(Point annotation dataset records)

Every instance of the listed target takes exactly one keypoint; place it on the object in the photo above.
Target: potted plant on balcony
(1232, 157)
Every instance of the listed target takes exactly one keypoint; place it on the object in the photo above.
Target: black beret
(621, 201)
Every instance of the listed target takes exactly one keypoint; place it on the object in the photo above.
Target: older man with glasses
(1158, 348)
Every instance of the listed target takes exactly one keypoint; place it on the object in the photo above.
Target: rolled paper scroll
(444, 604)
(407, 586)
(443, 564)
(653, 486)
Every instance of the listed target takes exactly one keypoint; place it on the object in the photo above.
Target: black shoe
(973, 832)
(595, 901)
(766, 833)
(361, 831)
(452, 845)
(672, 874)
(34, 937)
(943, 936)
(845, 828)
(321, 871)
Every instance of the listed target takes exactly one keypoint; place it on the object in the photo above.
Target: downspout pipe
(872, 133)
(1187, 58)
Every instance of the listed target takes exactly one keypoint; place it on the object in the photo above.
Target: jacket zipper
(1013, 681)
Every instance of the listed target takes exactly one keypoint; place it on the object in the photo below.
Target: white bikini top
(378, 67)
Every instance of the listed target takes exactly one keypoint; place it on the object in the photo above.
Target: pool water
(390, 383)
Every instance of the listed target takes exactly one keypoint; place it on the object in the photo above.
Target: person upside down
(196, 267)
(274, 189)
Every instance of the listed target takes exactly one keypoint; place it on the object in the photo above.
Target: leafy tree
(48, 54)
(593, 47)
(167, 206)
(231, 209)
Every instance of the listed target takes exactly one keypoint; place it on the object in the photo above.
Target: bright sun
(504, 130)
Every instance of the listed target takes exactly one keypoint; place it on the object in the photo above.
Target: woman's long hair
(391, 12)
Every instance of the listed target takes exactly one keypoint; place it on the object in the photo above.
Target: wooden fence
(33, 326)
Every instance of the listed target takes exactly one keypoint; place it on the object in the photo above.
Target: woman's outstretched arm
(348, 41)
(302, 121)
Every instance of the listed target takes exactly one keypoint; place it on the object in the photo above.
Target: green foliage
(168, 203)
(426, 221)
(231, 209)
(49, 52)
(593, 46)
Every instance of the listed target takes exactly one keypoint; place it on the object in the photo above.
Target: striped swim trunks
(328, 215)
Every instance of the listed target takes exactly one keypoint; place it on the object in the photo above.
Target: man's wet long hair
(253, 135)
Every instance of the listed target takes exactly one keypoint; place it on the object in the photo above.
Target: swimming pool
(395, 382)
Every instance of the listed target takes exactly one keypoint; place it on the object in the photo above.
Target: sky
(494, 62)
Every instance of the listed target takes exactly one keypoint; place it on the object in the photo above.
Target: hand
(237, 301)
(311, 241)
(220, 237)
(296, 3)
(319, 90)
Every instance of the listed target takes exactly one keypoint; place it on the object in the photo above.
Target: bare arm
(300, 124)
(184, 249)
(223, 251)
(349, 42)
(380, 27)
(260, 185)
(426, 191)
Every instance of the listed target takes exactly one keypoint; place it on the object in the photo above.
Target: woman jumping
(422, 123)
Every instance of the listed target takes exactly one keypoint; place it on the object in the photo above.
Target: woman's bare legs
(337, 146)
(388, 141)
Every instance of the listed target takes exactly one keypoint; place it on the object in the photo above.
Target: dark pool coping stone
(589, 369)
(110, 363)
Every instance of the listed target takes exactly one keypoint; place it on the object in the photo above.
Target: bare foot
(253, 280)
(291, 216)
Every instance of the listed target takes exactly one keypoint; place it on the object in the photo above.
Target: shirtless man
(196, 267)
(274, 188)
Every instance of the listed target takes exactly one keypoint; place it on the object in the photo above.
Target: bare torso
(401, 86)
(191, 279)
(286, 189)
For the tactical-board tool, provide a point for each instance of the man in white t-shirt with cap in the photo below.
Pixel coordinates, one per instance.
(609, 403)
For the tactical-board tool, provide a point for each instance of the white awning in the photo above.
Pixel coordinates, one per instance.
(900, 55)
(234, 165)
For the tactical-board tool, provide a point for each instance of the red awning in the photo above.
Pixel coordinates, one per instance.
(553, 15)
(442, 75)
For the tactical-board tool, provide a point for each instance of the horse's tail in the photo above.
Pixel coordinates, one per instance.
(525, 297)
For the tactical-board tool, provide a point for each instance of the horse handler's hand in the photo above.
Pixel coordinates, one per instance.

SET PROBLEM
Repeat all the entries exactly as given.

TASK RESPONSE
Every instance of the listed target takes exactly one keypoint; place it on the object in the photo above.
Target: potted plant on balcony
(1232, 157)
Every instance of the listed target takes exactly one keypoint; place it on the object in the photo above.
Target: black beret
(621, 201)
Every instance of the listed target takes exactly one keypoint; place it on the object in the photo above.
Target: older man with glasses
(1158, 348)
Every instance of the listed target takes exactly one keypoint; place it on the object in the photo above.
Target: rolled paper scroll
(444, 604)
(407, 586)
(443, 564)
(653, 486)
Every instance of the listed target takes exactly one keypoint; place it on the object in the photo above.
Target: black shoe
(973, 832)
(595, 901)
(766, 833)
(361, 831)
(452, 845)
(672, 874)
(34, 937)
(943, 936)
(845, 828)
(321, 871)
Every instance of the listed target takes exactly one keypoint; place it on the object in the photo above.
Target: downspout pipe
(872, 133)
(1187, 58)
Every instance of the listed target takes exactly one keypoint; place it on the object in the photo above.
Target: jacket zipper
(1013, 681)
Every instance of the listed target takes exactly one keypoint; place it on the object in the photo below.
Target: white bikini top
(378, 67)
Every instance of the listed target takes exactly one keypoint; place it on the object in the photo above.
Target: pool water
(390, 383)
Every instance of the listed target takes exactly one keypoint; place it on the object in the photo above.
Target: person upside down
(196, 267)
(274, 189)
Every instance of the listed target takes exactly one keypoint; place it on the object in the photo above.
Target: leafy tree
(48, 54)
(593, 47)
(167, 206)
(231, 209)
Every instance of the listed target takes exactly one keypoint; place it on the object in the photo above.
Target: bright sun
(504, 130)
Every instance of the listed target takes exactly one keypoint; place it on the object in the photo above.
Target: woman's long hair
(391, 12)
Every instance of the listed target takes exactly one keypoint; place it on the object in the photo above.
Target: wooden fence
(33, 326)
Every instance of the listed target takes exactly one keypoint; place it on the object in the photo above.
Target: woman's outstretched arm
(348, 41)
(302, 121)
Every instance of the listed target takes exactly one keypoint; place it on the object in the photo above.
Target: green foliage
(168, 203)
(426, 221)
(231, 209)
(49, 52)
(593, 46)
Every instance of the listed target takes exactly one keypoint; place it on the object in the photo above.
Target: striped swim trunks
(328, 215)
Every instance of the listed target takes exactly one keypoint; place it on the object in the photo above.
Target: man's wet long hair
(253, 135)
Every instance of the listed target takes exactly one keypoint; place it on the object in the photo above.
Target: swimming pool
(395, 382)
Every instance of the listed target takes exactly one keypoint; place it on the object in the photo above.
Target: sky
(494, 62)
Every instance of the listed target takes exactly one keypoint; place it on the object in the photo above.
Target: hand
(237, 301)
(311, 241)
(220, 237)
(296, 3)
(319, 90)
Every instance of the listed target takes exactly one keypoint; place it on the object in the photo above.
Target: bare arm
(300, 124)
(184, 249)
(223, 251)
(349, 42)
(380, 27)
(260, 185)
(426, 191)
Every instance of the listed target takes exactly one keypoint; place it on the object in the photo above.
Target: woman jumping
(422, 123)
Every instance of the listed target takes exactly one keypoint; place it on the object in the photo above.
Target: woman's bare legs
(337, 146)
(388, 141)
Every instance of the listed target takes exactly one keypoint; place it on the object in the photo above.
Target: dark pool coping stone
(589, 369)
(110, 363)
Every instance of the listed target takes exactly one keypoint; place it on the object in the photo above.
Target: bare foot
(253, 280)
(291, 216)
Every instance of the listed target takes exactly one keypoint; place it on the object in the photo above.
Target: shirtless man
(196, 267)
(274, 188)
Every instance of the listed target takes exactly one keypoint; place it on the object in the photo above.
Target: bare torso
(401, 86)
(191, 279)
(286, 189)
For the tactical-board tool, provide a point for each instance of the man in white t-shirt with cap in the photo below.
Pixel coordinates, one per instance.
(609, 403)
For the tactical-board tool, provide a point for each instance of the white awning in the photo above.
Pixel coordinates, one per instance.
(900, 55)
(234, 165)
For the tactical-board tool, provide a point for each instance of the red awning in the photo above.
Pixel coordinates, one per instance.
(553, 15)
(442, 75)
For the tactical-board tool, provide a point for each instance of the horse's tail in the photo above.
Pixel coordinates, one per instance.
(525, 297)
For the tactical-board tool, provide a point for each instance of the horse handler's hand in the photo above.
Pixel coordinates, one per instance.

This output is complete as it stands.